### TEXTE SOURCE
Il faut attendre la convocation et la préparation du Concile Vatican II pour que la réhabilitation du Père de Lubac soit complète. Il est, en effet, nommé comme expert par le pape Jean XXIII.
Présent pendant toute la durée du Concile, il milite vigoureusement en faveur de la collégialité épiscopale, de l’œcuménisme, mais aussi pour la place primordiale à donner à l’Écriture et à la Tradition.
Comme le Père Congar, il manifeste une totale incompréhension à l’égard des théologiens qui font davantage référence aux textes pontificaux et aux écrits ecclésiastiques qu’à l’Écriture. C’est ainsi qu’il note dans ses "Carnets du Concile" :
« On peut dire qu’il y a deux sortes de théologiens. Les uns qui disent : relisons l’Écriture ; scrutons la Tradition ; écoutons les grands théologiens classiques ; n’oublions pas de faire attention aux Grecs…
Situons- nous dans ce contexte et comprenons d’après lui les textes ecclésiastiques ; ne manquons pas non plus de nous informer des problèmes des besoins, des difficultés d’aujourd’hui, etc.
Les autres qui disent : relisons tous les textes ecclésiastiques de ces cent dernières années : encycliques, lettres, discours de circonstances, décisions prises contre tel ou tel, avertissement du Saint-office, etc. ; de tout cela, sans en rien laisser perdre ni en corriger le moindre mot… Ne regardons rien au dehors ; ne nous perdons pas dans de nouvelles recherches sur l’Écriture ou la Tradition, ni a fortiori sur des pensées récentes qui nous feraient risquer de relativiser notre absolu. »
Le Père de Lubac concluant en substance par ces mots : très heureusement, ce sont les premiers qui l’ont largement emporté au Concile. La majorité des Pères conciliaires ont choisi la théologie qui plonge à la source biblique et à la grande Tradition.
Il participe aussi très activement à la rédaction de la "Constitution sur l’Église".
Reprenant ce qu’il développe dans son livre Méditation sur l’Église, il s’emploie en particulier, à faire reconnaître par les Pères conciliaires ce qui est pour lui une conviction : à savoir que Marie étant la Mère du Christ, est Mère du Corps du Christ, c’est-à-dire Mère de l’Église.

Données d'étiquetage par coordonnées
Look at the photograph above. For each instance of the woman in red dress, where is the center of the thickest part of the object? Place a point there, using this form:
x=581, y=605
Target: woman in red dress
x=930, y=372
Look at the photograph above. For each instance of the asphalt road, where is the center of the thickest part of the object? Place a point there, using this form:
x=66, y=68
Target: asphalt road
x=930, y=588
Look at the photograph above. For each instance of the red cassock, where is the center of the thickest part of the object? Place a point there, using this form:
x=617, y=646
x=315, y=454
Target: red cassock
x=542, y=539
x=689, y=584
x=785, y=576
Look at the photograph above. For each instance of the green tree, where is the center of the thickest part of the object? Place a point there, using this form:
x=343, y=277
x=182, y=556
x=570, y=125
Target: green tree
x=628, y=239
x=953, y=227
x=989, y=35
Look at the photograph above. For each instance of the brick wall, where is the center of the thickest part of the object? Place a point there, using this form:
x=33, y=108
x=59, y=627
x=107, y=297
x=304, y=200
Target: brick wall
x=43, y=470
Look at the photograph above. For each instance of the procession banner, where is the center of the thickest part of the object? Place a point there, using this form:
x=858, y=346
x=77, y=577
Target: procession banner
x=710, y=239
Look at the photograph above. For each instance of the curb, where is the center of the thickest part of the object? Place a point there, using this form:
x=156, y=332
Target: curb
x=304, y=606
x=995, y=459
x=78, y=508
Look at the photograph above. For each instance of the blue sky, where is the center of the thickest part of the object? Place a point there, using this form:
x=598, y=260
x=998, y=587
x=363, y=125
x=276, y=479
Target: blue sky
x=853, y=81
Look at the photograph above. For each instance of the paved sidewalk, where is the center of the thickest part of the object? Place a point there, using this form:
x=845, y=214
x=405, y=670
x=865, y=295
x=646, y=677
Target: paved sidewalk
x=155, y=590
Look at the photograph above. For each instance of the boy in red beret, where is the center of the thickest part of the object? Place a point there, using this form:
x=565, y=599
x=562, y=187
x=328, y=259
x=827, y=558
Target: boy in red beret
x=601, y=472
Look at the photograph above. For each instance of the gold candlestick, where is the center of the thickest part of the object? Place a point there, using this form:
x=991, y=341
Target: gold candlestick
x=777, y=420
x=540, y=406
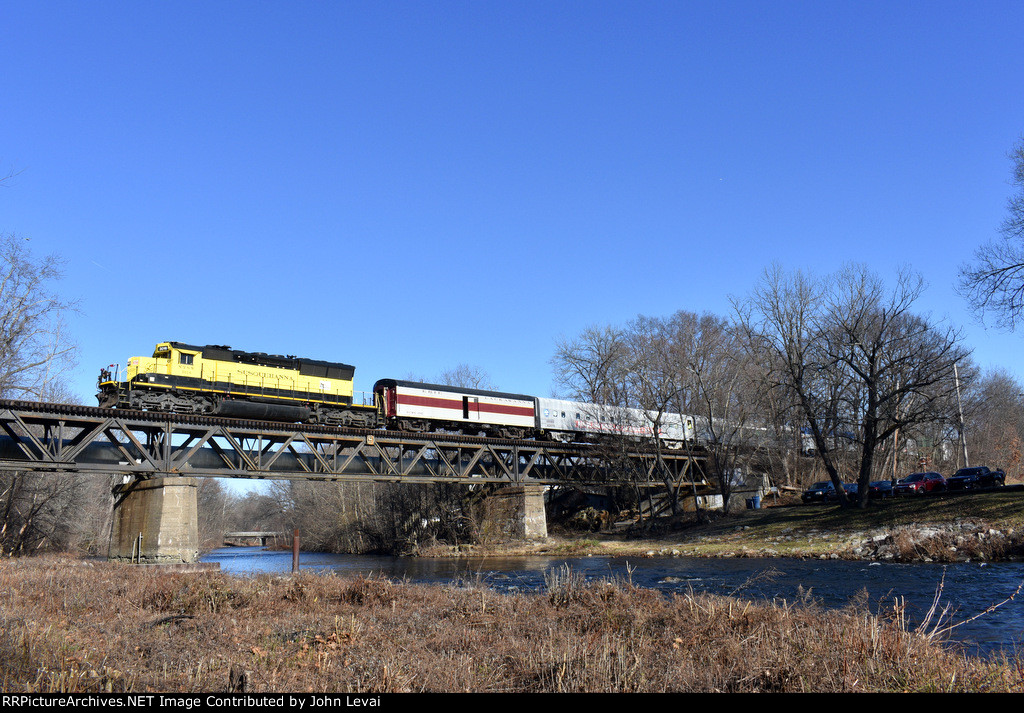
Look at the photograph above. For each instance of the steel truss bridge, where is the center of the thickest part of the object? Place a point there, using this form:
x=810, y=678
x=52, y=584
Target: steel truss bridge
x=136, y=445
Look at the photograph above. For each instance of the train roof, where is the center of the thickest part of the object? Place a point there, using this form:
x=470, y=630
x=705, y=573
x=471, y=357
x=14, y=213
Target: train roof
x=308, y=367
x=452, y=389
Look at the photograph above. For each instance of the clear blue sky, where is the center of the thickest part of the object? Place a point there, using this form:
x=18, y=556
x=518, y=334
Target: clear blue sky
x=409, y=185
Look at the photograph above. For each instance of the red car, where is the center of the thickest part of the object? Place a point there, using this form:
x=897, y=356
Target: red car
x=919, y=484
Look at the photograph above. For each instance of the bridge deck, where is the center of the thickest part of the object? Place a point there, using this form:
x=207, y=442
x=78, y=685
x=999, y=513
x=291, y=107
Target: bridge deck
x=55, y=437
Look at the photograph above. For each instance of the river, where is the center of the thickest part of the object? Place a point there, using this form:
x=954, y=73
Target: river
x=969, y=587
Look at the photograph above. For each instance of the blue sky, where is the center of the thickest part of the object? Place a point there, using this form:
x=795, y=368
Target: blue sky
x=409, y=185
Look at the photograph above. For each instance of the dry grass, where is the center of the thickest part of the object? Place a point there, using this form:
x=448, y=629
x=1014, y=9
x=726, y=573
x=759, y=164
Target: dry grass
x=74, y=626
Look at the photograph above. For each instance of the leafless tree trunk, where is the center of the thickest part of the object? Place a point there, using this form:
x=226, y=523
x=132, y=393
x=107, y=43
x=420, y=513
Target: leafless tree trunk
x=34, y=344
x=993, y=284
x=858, y=361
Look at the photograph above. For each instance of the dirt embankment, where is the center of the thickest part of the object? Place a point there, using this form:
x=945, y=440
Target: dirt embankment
x=978, y=527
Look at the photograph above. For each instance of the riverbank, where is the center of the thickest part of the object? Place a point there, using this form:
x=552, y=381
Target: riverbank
x=72, y=625
x=948, y=528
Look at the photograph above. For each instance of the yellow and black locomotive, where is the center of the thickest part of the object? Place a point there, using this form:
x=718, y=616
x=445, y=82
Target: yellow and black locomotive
x=221, y=381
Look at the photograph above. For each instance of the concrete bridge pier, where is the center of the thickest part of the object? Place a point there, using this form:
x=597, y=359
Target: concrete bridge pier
x=156, y=521
x=517, y=511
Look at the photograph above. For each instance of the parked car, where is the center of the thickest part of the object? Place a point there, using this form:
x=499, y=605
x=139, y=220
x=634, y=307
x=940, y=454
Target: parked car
x=818, y=493
x=920, y=484
x=881, y=489
x=975, y=477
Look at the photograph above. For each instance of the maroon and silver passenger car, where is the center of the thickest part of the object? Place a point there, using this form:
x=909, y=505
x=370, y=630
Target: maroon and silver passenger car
x=417, y=407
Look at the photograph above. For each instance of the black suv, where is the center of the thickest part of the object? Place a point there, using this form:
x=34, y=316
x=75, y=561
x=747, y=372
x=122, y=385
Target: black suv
x=975, y=477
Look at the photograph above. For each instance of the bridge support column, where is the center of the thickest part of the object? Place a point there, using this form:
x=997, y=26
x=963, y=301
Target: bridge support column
x=156, y=521
x=517, y=511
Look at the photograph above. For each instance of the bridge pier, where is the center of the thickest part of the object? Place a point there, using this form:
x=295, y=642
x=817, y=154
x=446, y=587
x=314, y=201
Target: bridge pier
x=156, y=521
x=517, y=511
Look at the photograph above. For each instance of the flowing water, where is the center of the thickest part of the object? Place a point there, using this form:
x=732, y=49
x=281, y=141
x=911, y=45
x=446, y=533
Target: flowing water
x=968, y=588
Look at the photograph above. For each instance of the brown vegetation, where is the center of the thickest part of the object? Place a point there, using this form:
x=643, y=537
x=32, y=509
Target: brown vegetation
x=76, y=626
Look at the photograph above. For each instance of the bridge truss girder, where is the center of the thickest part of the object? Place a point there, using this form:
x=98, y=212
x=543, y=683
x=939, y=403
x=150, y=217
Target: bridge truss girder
x=145, y=445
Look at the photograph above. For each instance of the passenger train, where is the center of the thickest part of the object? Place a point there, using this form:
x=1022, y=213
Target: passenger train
x=221, y=381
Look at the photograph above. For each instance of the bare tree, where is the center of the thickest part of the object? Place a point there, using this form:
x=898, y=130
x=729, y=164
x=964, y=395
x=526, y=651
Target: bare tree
x=993, y=284
x=34, y=342
x=858, y=361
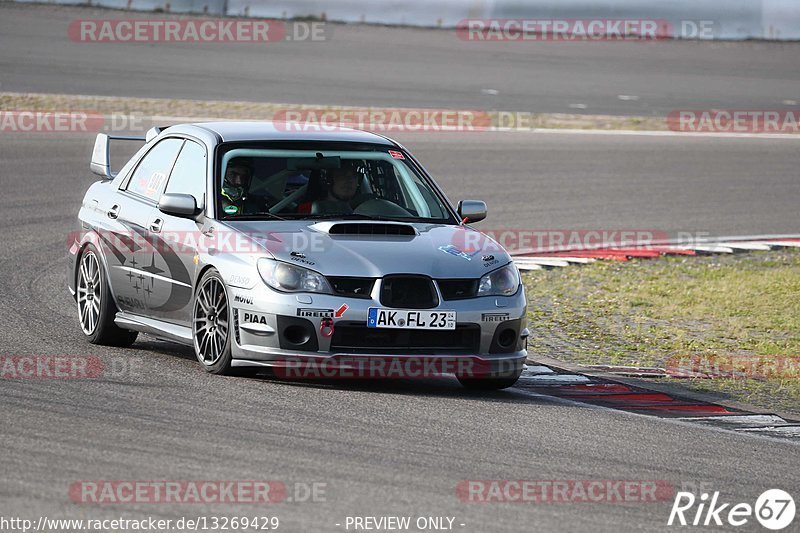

### CONSIGNES
1) Pouvez-vous réécrire les entrées en partant de la ligne qui contient « of the procession » et en allant jusqu'à celle qui contient « x=136, y=445 », les deux comprises, en remplaçant « thickest part » par « widest part » sans rien changer d'autre ? Laissez les images hors de votre réponse.
2) Pourriez-vous prolonger le texte sur le Père de Lubac au Concile en reprenant juste après sa dernière phrase ?
Le texte et les entrées constituent deux matériaux distincts.

### RÉPONSES PAR TÂCHE
1)
Look at the photograph above. For each instance of the procession banner, where is the center of the widest part of the object? Place a point there, using this form:
x=858, y=346
x=77, y=577
Target: procession banner
x=710, y=239
Look at the photograph above. For each instance of the curb, where is the center of the widest part of the object? Place a point there, using this form:
x=156, y=332
Target: curb
x=304, y=606
x=995, y=459
x=78, y=508
Look at the photograph above. For each instance of the blue sky, where is the center of the widest part of the object? Place a point there, using this form:
x=598, y=260
x=998, y=587
x=363, y=125
x=276, y=479
Target: blue sky
x=853, y=81
Look at the photograph above. For each instance of the paved sidewalk, where is the center of the widest part of the object? Place a point there, using this form:
x=845, y=214
x=405, y=670
x=865, y=295
x=646, y=677
Target: paved sidewalk
x=155, y=590
Look at the photograph above. For each instance of the boy in red beret, where is the center of the widest part of the object? Place a point there, using this form:
x=565, y=599
x=562, y=187
x=328, y=259
x=827, y=558
Target: boy in red beret
x=601, y=472
Look at the photograph above. For each instance of the gold candlestick, where is the center of the widest part of the object? Place a point there, using this form:
x=991, y=341
Target: gold candlestick
x=777, y=420
x=540, y=406
Look at the photograph above. For each instance of the steel truss bridge, where is the center of the widest part of the object? Place a point there, using this form:
x=810, y=678
x=52, y=584
Target: steel truss bridge
x=136, y=445

2)
Cette conviction est consacrée par le Concile qui déclare que
« Marie est Mère du Christ et Mère de tous les hommes… et que, dans la sainte Église, elle occupe, après le Christ, la place la plus élevée et en même temps la plus proche de nous. » LG n°54
une déclaration corroborée par le titre de "Mère de l’Église" que le pape Paul VI décerne explicitement à Marie lors de son discours de clôture de la 2ème session en novembre 1964 :
« Nous proclamons la Très Sainte Vierge Marie Mère de l’Église, c’est-à-dire de tout le Peuple de Dieu. »
En reconnaissance pour tous ses travaux et sa fidélité à l’Église, le pape Jean-Paul II élève le Père de Lubac au cardinalat, en 1983.
Jusque dans les dernières années de sa vie, de Lubac ne cesse de publier.
En 1991, dans un article qu’il fait paraître dans la collection "Communio", il rappelle qu’il faut faire une distinction très nette entre la foi et la croyance :
«  Prise dans la plénitude de son acception, la foi présente un ensemble de caractères qui la distingue de la simple croyance…
Tandis qu’une croyance quelconque peut seulement être plus ou moins ferme, la foi, qui comme telle est ferme, est toujours susceptible de degrés de profondeur bien divers. Car elle n’est pas seulement un mode de connaître. Elle est tout autre chose qu’une simple conviction. Elle est un acte essentiellement personnel qui engage, s’il est bien compris, le fond de l’être. Elle l’oriente tout entier. Aussi a-t-on pu dire qu’elle est "synthèse totale".
De plus, si la foi se fonde, comme bien d’autres croyances, sur un témoignage, ce témoignage est d’une nature unique : il est le témoignage de Dieu ; il ne demeure pas, comme les témoignages humains totalement extrinsèque à l’esprit qui le reçoit. Car Dieu n’est pas extérieur à l’être qu’il a créé. »
Après de lourdes souffrances dues à ses blessures de guerre et aux infirmités que lui impose son grand âge, Henri de Lubac meurt le 4 septembre 1991.
Ses obsèques sont célébrées à Notre-Dame de Paris.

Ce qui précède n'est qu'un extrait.